From the data below, pull every line that contains the string "patterned" and copy those lines out. Letter case must match.

--- Start of INFORMATION PROVIDED ---

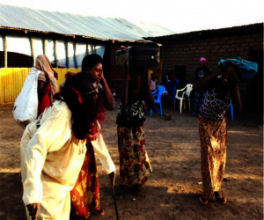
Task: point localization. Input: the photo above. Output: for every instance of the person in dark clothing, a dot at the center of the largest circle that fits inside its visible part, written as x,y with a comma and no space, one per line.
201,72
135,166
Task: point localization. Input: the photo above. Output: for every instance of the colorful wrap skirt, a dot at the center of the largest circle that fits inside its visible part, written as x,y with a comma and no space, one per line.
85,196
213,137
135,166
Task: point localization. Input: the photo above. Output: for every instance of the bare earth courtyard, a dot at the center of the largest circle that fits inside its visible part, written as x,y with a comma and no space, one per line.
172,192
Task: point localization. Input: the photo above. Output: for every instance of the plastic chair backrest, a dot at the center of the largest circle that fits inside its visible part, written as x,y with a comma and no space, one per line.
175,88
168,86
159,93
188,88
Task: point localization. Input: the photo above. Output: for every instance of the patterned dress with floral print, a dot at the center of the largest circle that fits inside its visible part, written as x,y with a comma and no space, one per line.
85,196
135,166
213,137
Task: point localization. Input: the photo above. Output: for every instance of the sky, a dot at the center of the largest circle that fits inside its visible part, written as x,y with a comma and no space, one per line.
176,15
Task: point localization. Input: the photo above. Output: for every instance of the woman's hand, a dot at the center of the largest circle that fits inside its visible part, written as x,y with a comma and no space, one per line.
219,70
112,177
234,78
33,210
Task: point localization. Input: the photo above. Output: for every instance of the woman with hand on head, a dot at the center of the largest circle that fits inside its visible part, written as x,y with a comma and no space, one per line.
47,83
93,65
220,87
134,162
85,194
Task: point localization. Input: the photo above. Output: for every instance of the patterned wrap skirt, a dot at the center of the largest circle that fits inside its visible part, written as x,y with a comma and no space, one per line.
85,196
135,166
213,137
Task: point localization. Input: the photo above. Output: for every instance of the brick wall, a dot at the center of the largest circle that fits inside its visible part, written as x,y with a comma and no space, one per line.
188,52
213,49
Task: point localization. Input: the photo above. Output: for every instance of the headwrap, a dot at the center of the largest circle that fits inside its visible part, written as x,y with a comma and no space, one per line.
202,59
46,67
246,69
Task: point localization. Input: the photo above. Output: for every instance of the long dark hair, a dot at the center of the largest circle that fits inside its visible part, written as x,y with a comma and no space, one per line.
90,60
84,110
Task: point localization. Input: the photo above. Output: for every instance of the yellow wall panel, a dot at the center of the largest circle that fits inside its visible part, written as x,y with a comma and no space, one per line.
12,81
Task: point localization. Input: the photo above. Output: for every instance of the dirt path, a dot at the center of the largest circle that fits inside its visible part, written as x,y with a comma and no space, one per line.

--- End of INFORMATION PROVIDED ---
--- Start of INFORMATION PROVIDED ---

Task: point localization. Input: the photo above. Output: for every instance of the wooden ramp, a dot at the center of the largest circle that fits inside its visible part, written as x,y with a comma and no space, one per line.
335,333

--- End of INFORMATION PROVIDED ---

• SOLUTION:
Task: point localization. Input: the photo above. Output: for every instance of the patterned dress with floral print, a dot at the center of the largest circle that fits inside its visible part, written as x,y with a comma and no space, one per line.
Task: point localization. Input: the photo above. Output: for every instance of the patterned wrap skirt, a dot at the center of the largest circle that fits inside its visible part, written as x,y with a comma and no space, one per line.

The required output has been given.